# MATERIAL PROVIDED start
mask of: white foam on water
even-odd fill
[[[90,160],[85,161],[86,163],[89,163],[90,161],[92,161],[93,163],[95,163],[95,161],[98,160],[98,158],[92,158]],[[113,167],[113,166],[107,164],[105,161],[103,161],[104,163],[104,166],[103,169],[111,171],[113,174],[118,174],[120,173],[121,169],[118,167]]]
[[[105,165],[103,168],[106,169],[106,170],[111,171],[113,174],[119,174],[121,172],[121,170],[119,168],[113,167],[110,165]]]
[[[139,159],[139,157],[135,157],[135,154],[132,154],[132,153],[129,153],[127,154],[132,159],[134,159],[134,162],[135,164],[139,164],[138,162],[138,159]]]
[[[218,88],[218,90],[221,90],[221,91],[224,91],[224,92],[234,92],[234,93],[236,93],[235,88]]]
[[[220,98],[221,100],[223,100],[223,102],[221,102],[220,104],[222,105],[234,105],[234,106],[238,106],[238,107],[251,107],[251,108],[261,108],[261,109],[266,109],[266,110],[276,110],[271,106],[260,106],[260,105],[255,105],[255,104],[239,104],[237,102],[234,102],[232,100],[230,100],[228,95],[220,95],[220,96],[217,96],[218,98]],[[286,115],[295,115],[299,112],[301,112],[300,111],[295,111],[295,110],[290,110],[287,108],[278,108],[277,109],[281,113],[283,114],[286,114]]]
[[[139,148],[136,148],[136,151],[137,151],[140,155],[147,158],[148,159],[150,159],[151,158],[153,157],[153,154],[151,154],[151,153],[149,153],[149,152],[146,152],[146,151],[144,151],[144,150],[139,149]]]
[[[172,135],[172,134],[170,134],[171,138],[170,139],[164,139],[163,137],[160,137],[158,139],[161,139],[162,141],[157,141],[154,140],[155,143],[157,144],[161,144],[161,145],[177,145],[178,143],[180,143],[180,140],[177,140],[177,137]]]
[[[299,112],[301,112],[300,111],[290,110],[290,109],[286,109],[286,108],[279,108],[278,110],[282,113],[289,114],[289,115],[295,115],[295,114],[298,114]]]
# MATERIAL PROVIDED end
[REQUIREMENTS]:
Write out every row above, character for character, without changing anything.

[FULL SOLUTION]:
mask of: white foam on water
even-odd fill
[[[90,160],[85,161],[86,163],[89,163],[90,161],[92,161],[93,163],[95,163],[95,161],[98,160],[98,158],[92,158]],[[113,167],[113,166],[107,164],[105,161],[103,161],[104,163],[104,166],[103,169],[111,171],[113,174],[118,174],[120,173],[121,169],[118,167]]]
[[[105,165],[103,168],[106,169],[106,170],[111,171],[113,174],[119,174],[121,172],[121,170],[119,168],[113,167],[110,165]]]
[[[139,159],[139,157],[135,157],[135,154],[132,154],[132,153],[129,153],[127,154],[132,159],[134,159],[134,162],[135,164],[139,164],[138,162],[138,159]]]
[[[218,88],[218,90],[221,90],[221,91],[224,91],[224,92],[234,92],[234,93],[236,93],[235,88]]]
[[[220,98],[221,100],[223,100],[223,102],[221,102],[220,104],[222,105],[234,105],[234,106],[238,106],[238,107],[251,107],[251,108],[261,108],[261,109],[266,109],[266,110],[276,110],[271,106],[260,106],[260,105],[255,105],[255,104],[239,104],[237,102],[234,102],[232,100],[230,100],[228,95],[220,95],[220,96],[217,96],[218,98]],[[286,115],[295,115],[299,112],[301,112],[300,111],[295,111],[295,110],[290,110],[287,108],[278,108],[277,109],[281,113],[283,114],[286,114]]]
[[[139,148],[136,148],[136,151],[137,151],[140,155],[147,158],[148,159],[150,159],[151,158],[153,157],[153,154],[151,154],[151,153],[149,153],[149,152],[146,152],[146,151],[144,151],[144,150],[139,149]]]
[[[172,135],[172,134],[170,134],[171,138],[170,139],[164,139],[163,137],[160,137],[158,139],[161,139],[162,141],[157,141],[154,140],[155,143],[157,144],[161,144],[161,145],[177,145],[178,143],[180,143],[180,140],[177,140],[177,137]]]
[[[299,112],[301,112],[300,111],[290,110],[290,109],[286,109],[286,108],[279,108],[278,110],[282,113],[289,114],[289,115],[295,115],[295,114],[298,114]]]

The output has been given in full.